● **課題 1**
この試乗レポートに出てくる車名をすべて挙げてください。

● **元の文章**
════════

今回は「新型ダイハツ ウェイク G SA」を試乗レポートします。
2013年に東京モーターショーに出品された「DECA DECA」の市販ヴァージョンで、市販車のフロアはタントと共用されています。
タントの全高をさらに大幅に上回る超スーバーハイト系ワゴンです。
ウェイクをベースにして開発された商用車につては、「新型 ダイハツ ハイゼット キャディー【試乗評価】」のページをご覧ください。
外観
男が乗ってもおかしくないゴツゴツしたガテン系スタイルです。
全高1835mmとスーパーハイト系であるタントより85mmも背が高く、異様に縦に細長いプロポーションをしています。
タントとの大きな違いはセンターピラーがあることです。その分乗り降りの利便性は落ちますが、余計な補強材を使わなくて済むのでボディが軽くなります。
やさしい印象のタントと違い、ボディの角が角張っていて直線基調のスタイリングです。
柔らかい曲線や面が使われていないので、良い意味でおもちゃっぽさや道具感があります。ヘッドライトやグリルも大きな型でざっくり抜かれたようなデザインで、これも道具感の演出に一役買っています。
内装
質感は同価格帯の物より質素な印象です。これはキャラクターの演出の為にあえてシンプルにしてあるのでしょう。
道具感あふれるスポーティなインテリアで、逆に素っ気ないデザインが気持ちいいです。

════════

● **課題 2**
下の行のうち、文字列「hose」を含むものを一つ残らず選び、書き写してください。大文字と小文字は区別します。

● **元データ**
════════

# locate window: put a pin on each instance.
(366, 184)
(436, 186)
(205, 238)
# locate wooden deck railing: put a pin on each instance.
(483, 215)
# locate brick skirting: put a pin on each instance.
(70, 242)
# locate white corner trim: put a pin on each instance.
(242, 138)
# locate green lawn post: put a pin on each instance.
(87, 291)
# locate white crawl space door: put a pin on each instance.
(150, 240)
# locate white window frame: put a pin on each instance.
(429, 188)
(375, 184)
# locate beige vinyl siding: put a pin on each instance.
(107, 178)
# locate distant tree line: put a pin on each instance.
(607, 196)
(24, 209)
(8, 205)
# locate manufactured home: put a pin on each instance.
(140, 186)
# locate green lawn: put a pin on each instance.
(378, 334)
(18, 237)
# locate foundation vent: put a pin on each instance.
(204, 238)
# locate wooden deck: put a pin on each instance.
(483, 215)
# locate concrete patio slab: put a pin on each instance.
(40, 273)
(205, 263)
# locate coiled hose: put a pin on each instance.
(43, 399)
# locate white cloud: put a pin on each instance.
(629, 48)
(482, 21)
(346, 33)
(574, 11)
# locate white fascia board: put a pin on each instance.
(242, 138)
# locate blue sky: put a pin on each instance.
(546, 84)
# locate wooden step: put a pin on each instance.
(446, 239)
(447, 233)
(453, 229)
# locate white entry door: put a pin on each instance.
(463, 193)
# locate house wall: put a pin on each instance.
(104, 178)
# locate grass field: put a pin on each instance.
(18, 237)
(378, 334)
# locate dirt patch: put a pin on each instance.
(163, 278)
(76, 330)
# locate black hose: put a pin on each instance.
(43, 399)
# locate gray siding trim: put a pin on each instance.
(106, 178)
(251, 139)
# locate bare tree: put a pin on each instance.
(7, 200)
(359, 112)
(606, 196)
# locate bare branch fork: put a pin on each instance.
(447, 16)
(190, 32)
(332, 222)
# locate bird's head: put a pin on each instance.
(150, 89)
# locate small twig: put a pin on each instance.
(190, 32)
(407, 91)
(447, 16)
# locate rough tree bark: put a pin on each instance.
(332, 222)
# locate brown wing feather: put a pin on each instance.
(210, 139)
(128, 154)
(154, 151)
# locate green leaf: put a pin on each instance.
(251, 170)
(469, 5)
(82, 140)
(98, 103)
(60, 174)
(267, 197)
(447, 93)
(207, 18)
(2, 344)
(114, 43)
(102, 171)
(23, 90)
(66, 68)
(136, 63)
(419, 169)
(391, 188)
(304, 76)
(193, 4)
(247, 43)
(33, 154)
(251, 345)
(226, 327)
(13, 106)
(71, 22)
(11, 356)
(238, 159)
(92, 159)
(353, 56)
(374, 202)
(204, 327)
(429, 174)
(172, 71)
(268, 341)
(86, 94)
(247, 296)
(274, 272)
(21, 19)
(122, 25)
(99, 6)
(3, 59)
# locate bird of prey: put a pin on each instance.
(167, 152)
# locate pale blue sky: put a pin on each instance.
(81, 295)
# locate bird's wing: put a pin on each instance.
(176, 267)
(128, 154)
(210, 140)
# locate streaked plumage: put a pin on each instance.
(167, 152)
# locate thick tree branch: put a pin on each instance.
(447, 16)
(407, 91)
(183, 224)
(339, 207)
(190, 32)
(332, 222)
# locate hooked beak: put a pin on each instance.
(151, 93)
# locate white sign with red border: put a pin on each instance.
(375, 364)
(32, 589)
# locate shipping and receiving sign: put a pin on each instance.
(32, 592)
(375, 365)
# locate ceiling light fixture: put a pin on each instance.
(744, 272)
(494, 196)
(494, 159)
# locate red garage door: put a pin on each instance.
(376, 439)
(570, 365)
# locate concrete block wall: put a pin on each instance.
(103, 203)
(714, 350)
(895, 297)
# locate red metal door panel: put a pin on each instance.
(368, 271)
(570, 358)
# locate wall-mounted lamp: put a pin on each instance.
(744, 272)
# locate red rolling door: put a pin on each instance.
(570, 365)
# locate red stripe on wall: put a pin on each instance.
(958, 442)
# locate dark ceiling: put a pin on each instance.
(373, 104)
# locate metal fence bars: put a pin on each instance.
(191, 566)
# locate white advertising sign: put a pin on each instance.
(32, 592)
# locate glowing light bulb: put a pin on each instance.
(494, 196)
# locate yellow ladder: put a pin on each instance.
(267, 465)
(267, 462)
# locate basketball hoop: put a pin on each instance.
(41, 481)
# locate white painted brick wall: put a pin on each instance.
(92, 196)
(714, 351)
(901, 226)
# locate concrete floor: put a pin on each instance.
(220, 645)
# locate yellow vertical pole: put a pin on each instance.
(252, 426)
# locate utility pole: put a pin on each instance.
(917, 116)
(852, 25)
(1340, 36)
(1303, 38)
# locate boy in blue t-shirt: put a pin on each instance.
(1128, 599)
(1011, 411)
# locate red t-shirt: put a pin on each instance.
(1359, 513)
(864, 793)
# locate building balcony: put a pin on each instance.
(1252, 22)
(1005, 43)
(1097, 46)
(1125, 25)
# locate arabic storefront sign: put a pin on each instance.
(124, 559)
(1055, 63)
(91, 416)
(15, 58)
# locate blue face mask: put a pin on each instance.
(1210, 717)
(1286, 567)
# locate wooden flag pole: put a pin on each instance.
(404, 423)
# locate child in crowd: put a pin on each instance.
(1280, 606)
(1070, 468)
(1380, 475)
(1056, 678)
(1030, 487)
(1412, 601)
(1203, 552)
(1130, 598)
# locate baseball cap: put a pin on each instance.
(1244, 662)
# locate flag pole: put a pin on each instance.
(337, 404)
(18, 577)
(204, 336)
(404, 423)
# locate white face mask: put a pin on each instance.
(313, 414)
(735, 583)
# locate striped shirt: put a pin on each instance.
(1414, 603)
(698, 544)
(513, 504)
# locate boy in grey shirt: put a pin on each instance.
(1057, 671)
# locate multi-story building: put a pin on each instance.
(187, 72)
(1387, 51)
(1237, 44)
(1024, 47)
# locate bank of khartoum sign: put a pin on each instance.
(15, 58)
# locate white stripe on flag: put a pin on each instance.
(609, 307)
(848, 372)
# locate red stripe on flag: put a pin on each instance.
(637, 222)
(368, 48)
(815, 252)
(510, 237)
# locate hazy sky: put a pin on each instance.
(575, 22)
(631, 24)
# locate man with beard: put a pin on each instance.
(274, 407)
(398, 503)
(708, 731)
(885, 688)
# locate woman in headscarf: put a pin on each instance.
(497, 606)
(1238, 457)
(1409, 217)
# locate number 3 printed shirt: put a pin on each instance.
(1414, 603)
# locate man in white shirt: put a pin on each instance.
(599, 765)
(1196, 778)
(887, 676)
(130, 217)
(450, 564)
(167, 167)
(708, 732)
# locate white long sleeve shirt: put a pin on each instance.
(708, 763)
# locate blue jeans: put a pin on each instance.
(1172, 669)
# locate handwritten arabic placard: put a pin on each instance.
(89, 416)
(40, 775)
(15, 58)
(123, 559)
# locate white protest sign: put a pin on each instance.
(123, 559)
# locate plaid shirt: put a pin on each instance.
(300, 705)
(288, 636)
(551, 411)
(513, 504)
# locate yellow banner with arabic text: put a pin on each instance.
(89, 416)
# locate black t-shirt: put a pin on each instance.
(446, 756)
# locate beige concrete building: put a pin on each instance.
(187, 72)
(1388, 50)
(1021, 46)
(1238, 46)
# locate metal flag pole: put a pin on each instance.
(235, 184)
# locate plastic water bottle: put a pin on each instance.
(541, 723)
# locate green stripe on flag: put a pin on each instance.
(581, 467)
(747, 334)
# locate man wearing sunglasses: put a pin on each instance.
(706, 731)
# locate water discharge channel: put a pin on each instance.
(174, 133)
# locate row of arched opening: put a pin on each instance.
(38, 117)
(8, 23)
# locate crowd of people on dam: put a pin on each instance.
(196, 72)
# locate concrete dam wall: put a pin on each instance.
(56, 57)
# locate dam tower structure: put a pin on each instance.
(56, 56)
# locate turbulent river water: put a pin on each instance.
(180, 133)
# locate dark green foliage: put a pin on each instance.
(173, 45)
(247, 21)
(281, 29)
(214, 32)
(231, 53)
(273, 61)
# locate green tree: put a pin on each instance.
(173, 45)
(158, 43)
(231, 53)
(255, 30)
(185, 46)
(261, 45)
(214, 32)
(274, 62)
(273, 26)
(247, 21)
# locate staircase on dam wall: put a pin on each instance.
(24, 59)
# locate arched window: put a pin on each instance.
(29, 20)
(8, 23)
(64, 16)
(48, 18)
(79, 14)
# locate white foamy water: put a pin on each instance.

════════

● **最終回答 1**
- 新型ダイハツ ウェイク G SA（ウェイク）
- DECA DECA
- タント
- 新型 ダイハツ ハイゼット キャディー

● **最終回答 2**
# locate coiled hose: put a pin on each instance.
# locate black hose: put a pin on each instance.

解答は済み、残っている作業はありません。